■ **Tujuan**:
1. Periksa apakah tiap pernyataan berikut sesuai dengan teks tentang Sutan Takdir Alisjahbana, lalu jawab ya atau tidak dengan menyertakan kutipan dari teks yang menjadi penentunya. (a) Sutan Takdir Alisjahbana lahir di Natal pada tahun 1908. (b) Ia memimpin majalah Konfrontasi sampai tahun 1970. (c) Ia diberi nama Takdir karena jari tangannya hanya empat.
2. Lanjutkan teks tentang Sutan Takdir Alisjahbana, mulai setelah kalimat terakhirnya.

■ **Kutipan Teks**:
Rabu, 21 Maret 2012

APRESIASI NOVEL LAYAR TERKEMBANG KARYA SUTAN TAKDIR ALISJAHBANA


KARYA 
MIMIN MINTARI
2222090200
DIKSATRASIA 3A

Sutan Takdir Alisjahbana, lahir di Natal 11 februari 1908 adalah sastrawan Indonesia. Menamatkan HKS di Bandung 1928 meraih Mr. dari Sekolah Tinggi di Jakarta (1942), dan menerima Dr. Honoris Causa dari UI (1979) dan Universiti Sains, Penang, Malaysia (1987). Diberi nama Takdir karena jari tangannya hanya ada 4. Pernah menjadi redaktur Panji Pustaka dan Balai Pustaka (1930-1933), kemudian mendirikan dan memimpin majalah Pujangga Baru (1933-1942 dan 1948-1953), Pembina Bahasa Indonesia (1947-1952), dan Konfrontasi (1954-1962). Pernah menjadi guru HKS di Palembang (1928-1929), dosen Bahasa Indonesia, Sejarah, dan Kebudayaan di UI (1946-1948), guru besar Bahasa Indonesia, Filsafat Kesusastraan dan Kebudayaan di Universitas Nasional, Jakarta (1950-1958), guru besar Tata Bahasa Indonesia di Universitas Andalas, Padang (1956-1958), dan guru besar & Ketua Departemen Studi Melayu Universitas Malaya, Kuala Lumpur (1963-1968).

■ **Data Rekaman**:
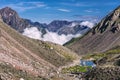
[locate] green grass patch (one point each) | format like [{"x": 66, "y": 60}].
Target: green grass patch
[{"x": 76, "y": 69}]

■ **Jawaban**:
1.
(a) Ya: "lahir di Natal 11 februari 1908"
(b) Tidak: "Konfrontasi (1954-1962)"
(c) Ya: "Diberi nama Takdir karena jari tangannya hanya ada 4."

2.
Sebagai anggota Partai Sosialis Indonesia, STA pernah menjadi anggota parlemen (1945-1949), anggota Komite Nasional Indonesia, dan anggota Konstituante (1950-1960). Selain itu, ia menjadi anggota Societe de linguitique de Paris (sejak 1951), anggota Commite of Directors of the International Federation of Philosophical Sociaties (1954-1959), anggota Board of Directors of the Study Mankind, AS (sejak 1968), anggota World Futures Studies Federation, Roma (sejak 1974), dan anggota kehormatan Koninklijk Institute voor Taal, Land en Volkenkunde, Belanda (sejak 1976). Dia juga pernah menjadi Rektor Universitas Nasional, Jakarta, Ketua Akademi Jakarta (1970-1994), dan pemimpin umum majalah Ilmu dan Budaya (1979-1994), dan Direktur Balai Seni Toyabungkah, Bali (-1994).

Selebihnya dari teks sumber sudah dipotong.